● Exercise material
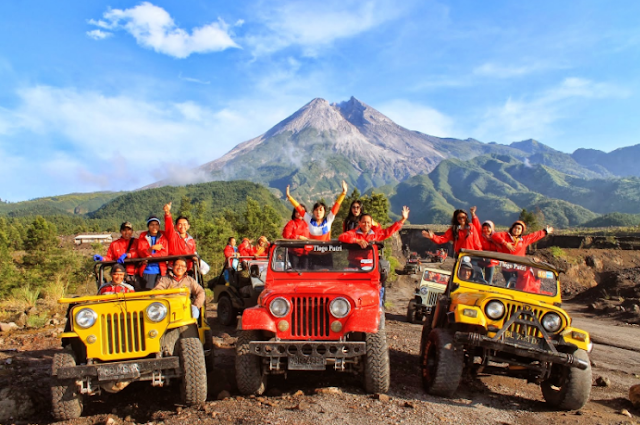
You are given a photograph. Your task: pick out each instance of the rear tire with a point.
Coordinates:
(66, 402)
(227, 314)
(249, 376)
(194, 382)
(376, 365)
(442, 362)
(411, 311)
(569, 387)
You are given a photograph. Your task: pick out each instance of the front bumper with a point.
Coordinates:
(308, 355)
(533, 352)
(129, 370)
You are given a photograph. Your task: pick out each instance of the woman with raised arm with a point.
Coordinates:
(461, 232)
(319, 224)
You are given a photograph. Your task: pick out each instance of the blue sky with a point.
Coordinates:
(115, 95)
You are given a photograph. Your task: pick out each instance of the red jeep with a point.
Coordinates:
(321, 307)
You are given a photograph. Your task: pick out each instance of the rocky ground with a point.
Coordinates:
(25, 361)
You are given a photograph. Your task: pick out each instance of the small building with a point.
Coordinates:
(80, 239)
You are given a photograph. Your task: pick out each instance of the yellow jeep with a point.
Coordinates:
(501, 314)
(113, 340)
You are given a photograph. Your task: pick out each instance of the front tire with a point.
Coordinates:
(376, 365)
(442, 362)
(411, 311)
(227, 314)
(249, 376)
(194, 382)
(66, 402)
(568, 388)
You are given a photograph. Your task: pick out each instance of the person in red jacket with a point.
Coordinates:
(319, 224)
(245, 249)
(117, 284)
(366, 233)
(152, 243)
(180, 241)
(515, 242)
(124, 247)
(461, 232)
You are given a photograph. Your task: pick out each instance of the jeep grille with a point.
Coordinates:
(310, 316)
(523, 329)
(123, 332)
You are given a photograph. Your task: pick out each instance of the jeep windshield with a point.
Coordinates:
(322, 257)
(510, 275)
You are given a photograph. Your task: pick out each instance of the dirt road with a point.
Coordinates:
(333, 398)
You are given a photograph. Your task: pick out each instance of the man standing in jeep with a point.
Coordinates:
(180, 242)
(365, 232)
(124, 247)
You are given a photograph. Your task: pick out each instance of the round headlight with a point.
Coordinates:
(156, 312)
(86, 318)
(494, 309)
(339, 307)
(279, 307)
(551, 322)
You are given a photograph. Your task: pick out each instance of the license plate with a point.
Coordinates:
(306, 363)
(518, 337)
(118, 372)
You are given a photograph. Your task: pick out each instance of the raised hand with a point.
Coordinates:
(405, 213)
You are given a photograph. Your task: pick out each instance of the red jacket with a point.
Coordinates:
(229, 251)
(245, 249)
(144, 250)
(121, 246)
(521, 243)
(375, 235)
(295, 228)
(468, 238)
(109, 288)
(487, 242)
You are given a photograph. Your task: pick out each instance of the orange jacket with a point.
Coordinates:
(145, 251)
(121, 246)
(520, 243)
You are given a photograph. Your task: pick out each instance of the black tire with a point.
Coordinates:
(227, 314)
(568, 388)
(66, 402)
(442, 362)
(377, 375)
(249, 376)
(193, 387)
(411, 311)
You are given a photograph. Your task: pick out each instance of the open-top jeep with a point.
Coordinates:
(513, 325)
(113, 340)
(431, 285)
(320, 308)
(238, 287)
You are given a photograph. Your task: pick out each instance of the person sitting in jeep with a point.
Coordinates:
(117, 285)
(181, 280)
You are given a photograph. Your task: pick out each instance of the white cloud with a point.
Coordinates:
(154, 28)
(99, 34)
(87, 141)
(415, 116)
(316, 24)
(535, 117)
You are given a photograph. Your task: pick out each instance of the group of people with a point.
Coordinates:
(174, 240)
(469, 234)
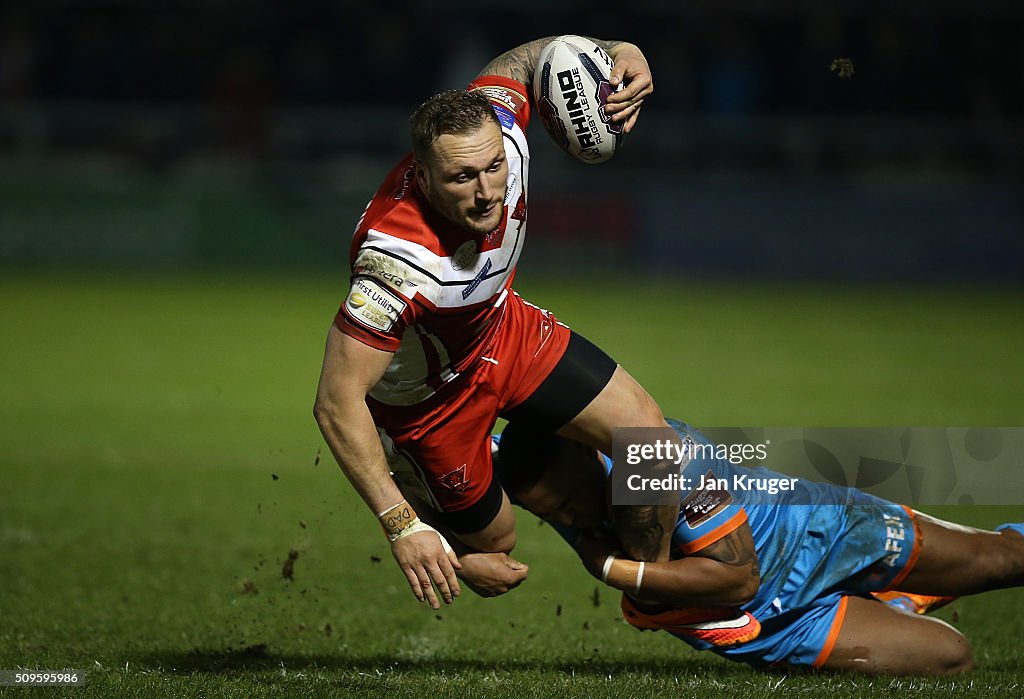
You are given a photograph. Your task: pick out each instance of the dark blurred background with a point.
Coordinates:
(219, 132)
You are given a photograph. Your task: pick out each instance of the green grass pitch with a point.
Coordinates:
(160, 463)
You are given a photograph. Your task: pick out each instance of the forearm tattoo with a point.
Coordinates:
(519, 62)
(639, 530)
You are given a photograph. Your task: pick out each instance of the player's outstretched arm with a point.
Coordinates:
(724, 573)
(630, 69)
(487, 574)
(350, 368)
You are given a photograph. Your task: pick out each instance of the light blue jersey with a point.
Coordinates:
(816, 543)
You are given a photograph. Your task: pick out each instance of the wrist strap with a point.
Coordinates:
(607, 567)
(396, 519)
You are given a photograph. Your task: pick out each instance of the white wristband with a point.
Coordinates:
(607, 567)
(419, 525)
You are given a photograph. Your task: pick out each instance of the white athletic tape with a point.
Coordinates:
(607, 567)
(419, 525)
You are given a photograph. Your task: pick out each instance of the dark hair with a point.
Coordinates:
(524, 455)
(453, 112)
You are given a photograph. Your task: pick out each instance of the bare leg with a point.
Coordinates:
(644, 531)
(955, 560)
(878, 640)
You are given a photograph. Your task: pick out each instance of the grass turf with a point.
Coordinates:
(160, 465)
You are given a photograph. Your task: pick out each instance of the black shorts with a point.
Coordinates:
(579, 377)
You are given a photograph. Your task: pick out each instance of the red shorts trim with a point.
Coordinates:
(445, 437)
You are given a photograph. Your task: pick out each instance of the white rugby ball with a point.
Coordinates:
(570, 88)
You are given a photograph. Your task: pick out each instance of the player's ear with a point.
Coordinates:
(422, 177)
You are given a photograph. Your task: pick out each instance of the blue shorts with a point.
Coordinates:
(805, 632)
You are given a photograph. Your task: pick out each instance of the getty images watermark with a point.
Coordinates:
(783, 466)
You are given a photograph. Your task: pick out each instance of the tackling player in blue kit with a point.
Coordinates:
(811, 568)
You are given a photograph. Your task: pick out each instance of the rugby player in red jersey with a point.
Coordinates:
(431, 344)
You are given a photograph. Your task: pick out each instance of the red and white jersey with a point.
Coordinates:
(423, 288)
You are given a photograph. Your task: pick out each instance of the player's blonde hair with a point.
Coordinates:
(453, 112)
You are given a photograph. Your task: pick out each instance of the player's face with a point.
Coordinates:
(572, 490)
(464, 178)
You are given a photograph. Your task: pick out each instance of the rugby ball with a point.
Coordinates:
(570, 88)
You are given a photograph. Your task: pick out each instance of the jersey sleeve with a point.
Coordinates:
(375, 312)
(706, 514)
(509, 98)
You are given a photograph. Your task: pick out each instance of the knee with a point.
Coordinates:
(954, 656)
(491, 540)
(1003, 564)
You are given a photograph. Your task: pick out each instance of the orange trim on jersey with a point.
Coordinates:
(723, 530)
(914, 553)
(833, 634)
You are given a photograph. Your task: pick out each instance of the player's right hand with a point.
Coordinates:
(423, 560)
(492, 574)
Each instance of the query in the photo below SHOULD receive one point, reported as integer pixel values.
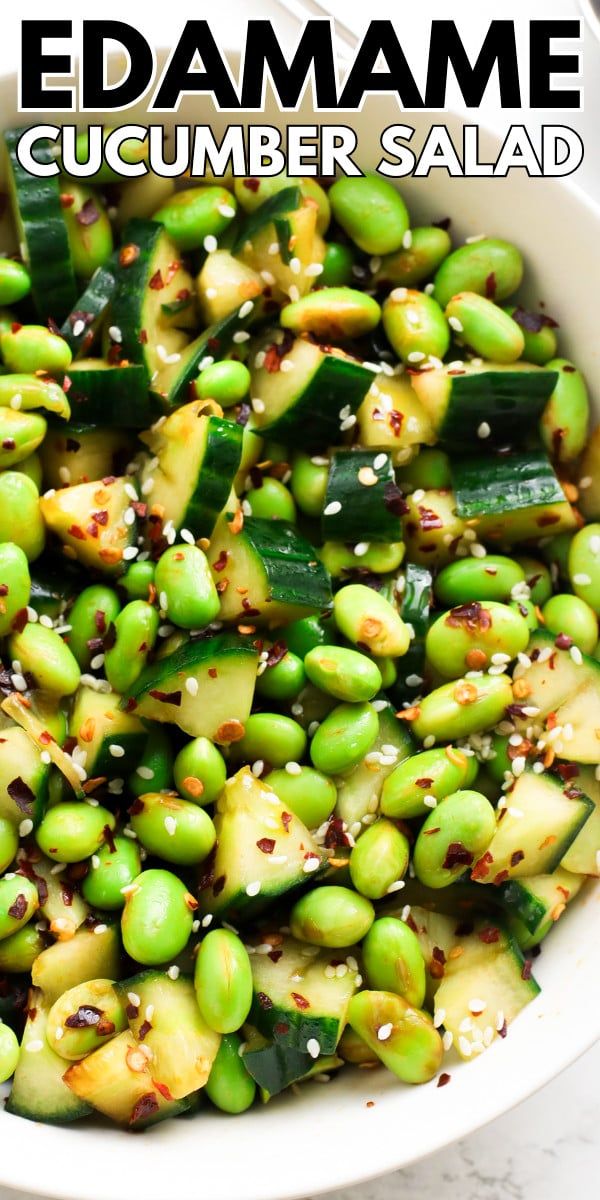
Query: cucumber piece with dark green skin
(360, 498)
(42, 232)
(467, 403)
(305, 391)
(279, 569)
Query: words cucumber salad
(300, 667)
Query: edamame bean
(21, 520)
(46, 657)
(485, 328)
(94, 611)
(283, 681)
(132, 636)
(33, 348)
(455, 834)
(18, 903)
(273, 501)
(333, 313)
(365, 617)
(15, 281)
(424, 777)
(185, 587)
(197, 213)
(343, 673)
(310, 795)
(564, 421)
(394, 960)
(274, 738)
(172, 828)
(85, 1018)
(223, 981)
(402, 1037)
(199, 772)
(9, 1051)
(472, 636)
(379, 859)
(113, 868)
(345, 737)
(585, 565)
(371, 211)
(573, 618)
(331, 916)
(157, 917)
(227, 383)
(73, 831)
(415, 325)
(462, 707)
(229, 1087)
(492, 577)
(490, 267)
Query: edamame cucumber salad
(300, 667)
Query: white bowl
(328, 1137)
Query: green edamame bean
(172, 828)
(89, 231)
(21, 433)
(343, 673)
(585, 565)
(9, 1051)
(282, 681)
(185, 587)
(73, 831)
(394, 960)
(112, 869)
(333, 313)
(135, 630)
(331, 916)
(310, 795)
(478, 579)
(415, 325)
(337, 265)
(157, 917)
(564, 421)
(196, 214)
(453, 838)
(402, 1037)
(345, 737)
(94, 610)
(85, 1018)
(490, 267)
(18, 903)
(33, 348)
(10, 843)
(364, 616)
(229, 1087)
(418, 262)
(21, 520)
(227, 382)
(433, 773)
(469, 637)
(137, 580)
(379, 859)
(371, 211)
(274, 738)
(15, 281)
(485, 328)
(273, 501)
(43, 654)
(199, 772)
(223, 981)
(462, 707)
(539, 337)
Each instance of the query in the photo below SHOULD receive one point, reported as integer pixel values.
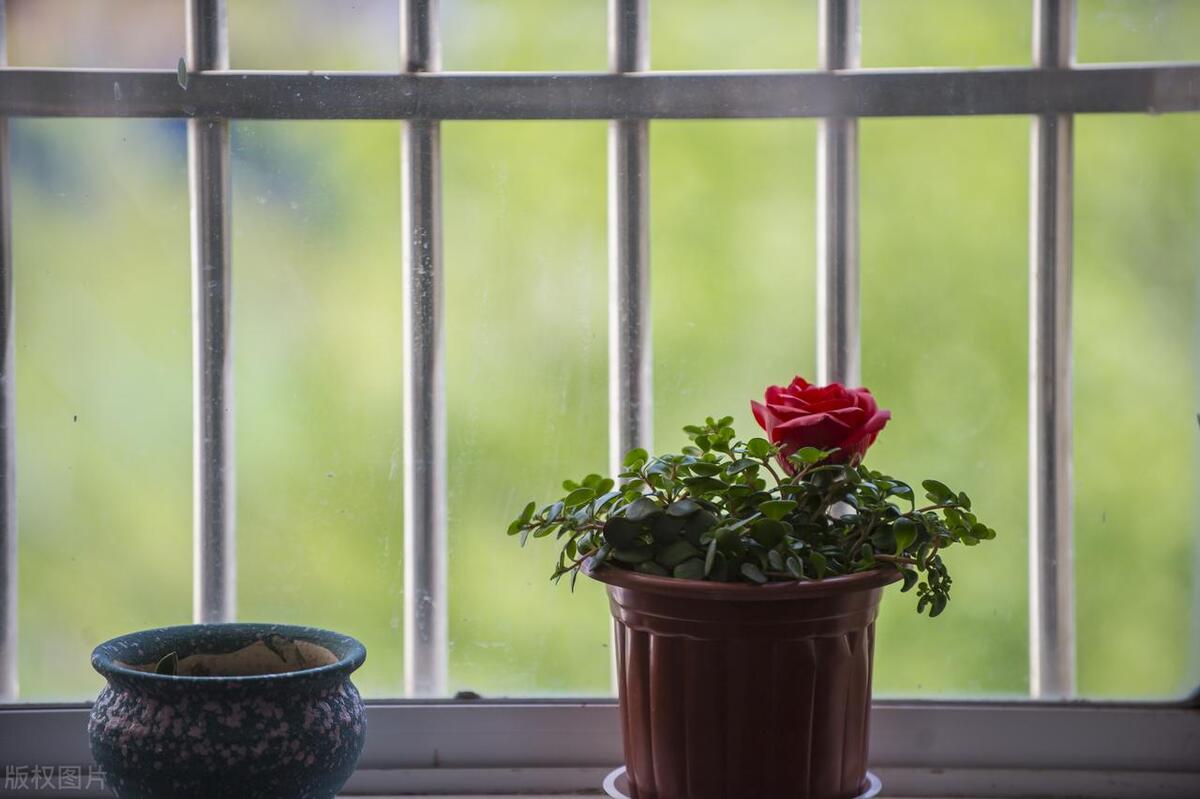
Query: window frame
(918, 748)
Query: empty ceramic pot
(247, 710)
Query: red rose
(828, 416)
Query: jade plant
(799, 504)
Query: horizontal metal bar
(654, 95)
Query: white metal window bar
(426, 644)
(1158, 742)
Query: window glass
(103, 390)
(317, 347)
(717, 35)
(945, 347)
(1138, 30)
(523, 35)
(1137, 257)
(111, 34)
(526, 396)
(313, 34)
(946, 32)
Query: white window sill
(567, 748)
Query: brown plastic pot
(739, 691)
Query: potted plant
(744, 578)
(245, 710)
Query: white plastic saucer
(616, 785)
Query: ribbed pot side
(738, 691)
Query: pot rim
(106, 656)
(706, 589)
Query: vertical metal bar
(7, 419)
(630, 403)
(838, 301)
(1051, 580)
(425, 430)
(214, 595)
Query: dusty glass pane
(125, 34)
(508, 35)
(718, 35)
(946, 32)
(1138, 30)
(103, 391)
(1137, 256)
(526, 396)
(943, 265)
(317, 337)
(732, 277)
(313, 35)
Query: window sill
(567, 748)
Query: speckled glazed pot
(256, 710)
(739, 691)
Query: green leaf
(777, 509)
(760, 448)
(683, 508)
(937, 492)
(673, 554)
(697, 524)
(642, 509)
(906, 533)
(769, 532)
(666, 529)
(621, 533)
(775, 560)
(167, 665)
(705, 485)
(691, 569)
(651, 568)
(635, 457)
(809, 455)
(753, 574)
(635, 554)
(738, 467)
(579, 497)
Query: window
(321, 494)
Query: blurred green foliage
(105, 342)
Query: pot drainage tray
(616, 785)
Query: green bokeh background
(101, 251)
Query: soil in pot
(243, 710)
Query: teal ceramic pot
(255, 710)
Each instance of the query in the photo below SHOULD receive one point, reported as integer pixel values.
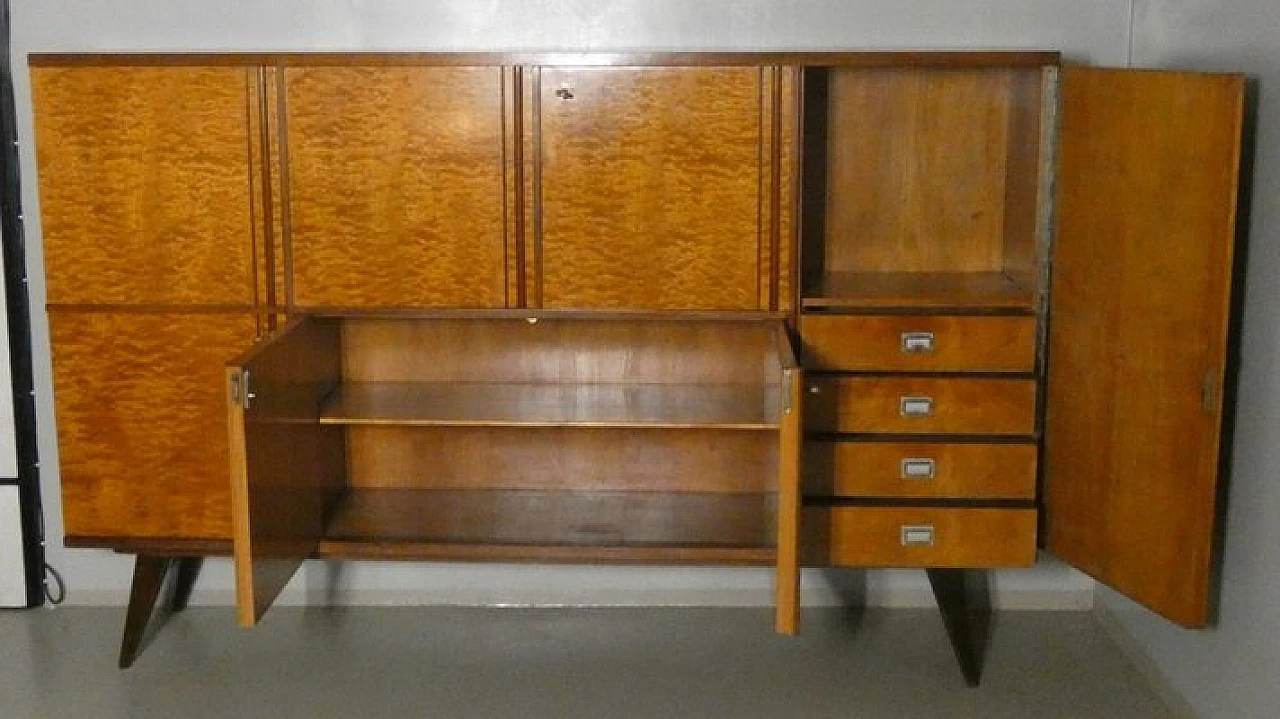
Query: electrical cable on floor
(60, 596)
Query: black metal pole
(19, 325)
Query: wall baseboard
(881, 596)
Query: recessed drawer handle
(918, 535)
(917, 343)
(918, 468)
(915, 406)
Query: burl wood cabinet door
(396, 186)
(650, 188)
(1138, 333)
(141, 422)
(145, 184)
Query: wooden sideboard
(543, 307)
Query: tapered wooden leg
(188, 568)
(149, 575)
(965, 605)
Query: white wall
(1095, 31)
(1230, 671)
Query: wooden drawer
(920, 406)
(919, 470)
(918, 343)
(909, 536)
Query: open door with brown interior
(1138, 335)
(287, 468)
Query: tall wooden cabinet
(543, 307)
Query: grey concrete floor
(446, 663)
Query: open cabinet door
(287, 470)
(1138, 330)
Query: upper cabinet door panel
(650, 191)
(145, 184)
(396, 186)
(1142, 278)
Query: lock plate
(918, 343)
(918, 535)
(918, 468)
(915, 406)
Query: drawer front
(918, 343)
(920, 406)
(919, 470)
(905, 536)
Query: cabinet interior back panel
(650, 188)
(917, 164)
(396, 186)
(145, 184)
(561, 459)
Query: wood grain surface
(145, 184)
(789, 507)
(960, 471)
(933, 291)
(286, 470)
(649, 188)
(970, 537)
(556, 404)
(554, 518)
(874, 343)
(959, 406)
(787, 216)
(396, 186)
(561, 349)
(589, 459)
(917, 164)
(1141, 297)
(872, 59)
(664, 555)
(141, 421)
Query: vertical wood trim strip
(513, 119)
(268, 200)
(789, 236)
(798, 260)
(776, 187)
(787, 601)
(762, 260)
(286, 210)
(536, 120)
(252, 122)
(241, 549)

● What you have to do
Starting at the line containing "Query: burl wood cabinet door" and ending at the last line, turn these lines into a numbered list and omit any blank lines.

● Exercise output
1. Query: burl wood cabinet door
2. (396, 186)
3. (650, 188)
4. (1138, 333)
5. (141, 422)
6. (145, 184)
7. Query: wooden sideboard
8. (543, 307)
9. Query: tapered wooden leg
10. (188, 568)
11. (149, 575)
12. (965, 605)
13. Query: white wall
14. (1095, 31)
15. (1230, 671)
16. Query: wooden drawer
17. (920, 406)
18. (919, 470)
19. (918, 343)
20. (909, 536)
21. Query: open door with brown interior
22. (1138, 335)
23. (287, 468)
24. Query: tall wooden cabinet
25. (543, 307)
26. Query: grey concrete floor
27. (446, 663)
28. Query: open cabinet door
29. (287, 470)
30. (1138, 330)
31. Query: upper cabinet door panel
32. (650, 191)
33. (145, 184)
34. (396, 186)
35. (1142, 278)
36. Query: lock plate
37. (918, 343)
38. (918, 535)
39. (918, 468)
40. (915, 406)
41. Query: drawer front
42. (918, 343)
43. (920, 406)
44. (919, 470)
45. (905, 536)
46. Query: cabinet interior back panel
47. (650, 188)
48. (917, 164)
49. (396, 186)
50. (145, 184)
51. (561, 459)
52. Query: wood grain surface
53. (145, 184)
54. (789, 507)
55. (960, 471)
56. (933, 291)
57. (286, 470)
58. (649, 188)
59. (970, 537)
60. (556, 404)
61. (554, 518)
62. (874, 343)
63. (959, 406)
64. (787, 216)
65. (396, 186)
66. (561, 349)
67. (589, 459)
68. (917, 164)
69. (1141, 297)
70. (872, 59)
71. (664, 555)
72. (141, 421)
73. Query: vertical wood trim strip
74. (513, 119)
75. (268, 200)
76. (789, 236)
77. (798, 260)
78. (776, 187)
79. (787, 601)
80. (762, 260)
81. (286, 210)
82. (536, 120)
83. (252, 122)
84. (241, 549)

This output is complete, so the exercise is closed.